Short problem -
Rewrite these items with every occurrence of "pale blue" changed to "light green", leaving everything else as it is.

Given records -
**********
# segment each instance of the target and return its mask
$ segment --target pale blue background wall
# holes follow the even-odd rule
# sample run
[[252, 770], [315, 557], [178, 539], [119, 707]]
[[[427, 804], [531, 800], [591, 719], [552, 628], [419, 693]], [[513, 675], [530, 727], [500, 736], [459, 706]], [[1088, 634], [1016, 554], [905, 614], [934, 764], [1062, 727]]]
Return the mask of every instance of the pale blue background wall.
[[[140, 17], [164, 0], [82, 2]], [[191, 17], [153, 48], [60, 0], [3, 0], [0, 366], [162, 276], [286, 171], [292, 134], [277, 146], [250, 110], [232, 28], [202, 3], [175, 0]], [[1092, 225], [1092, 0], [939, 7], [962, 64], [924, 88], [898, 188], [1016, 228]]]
**********
Response for this exercise -
# segment each instance of the target and return its mask
$ segment --target light green background wall
# holes follow the even-odd rule
# sample run
[[252, 770], [315, 557], [178, 539], [119, 707]]
[[[427, 804], [531, 800], [591, 719], [552, 628], [419, 693]], [[513, 675], [530, 727], [500, 736], [459, 706]], [[1088, 634], [1016, 554], [905, 614], [934, 764], [1062, 727]]]
Return the mask of every instance of the light green background wall.
[[[140, 17], [164, 0], [82, 2]], [[191, 17], [153, 48], [60, 0], [3, 0], [0, 366], [162, 276], [286, 171], [292, 134], [277, 146], [250, 110], [232, 28], [202, 3], [175, 0]], [[1092, 225], [1092, 0], [939, 7], [962, 64], [924, 88], [898, 188], [1016, 228]]]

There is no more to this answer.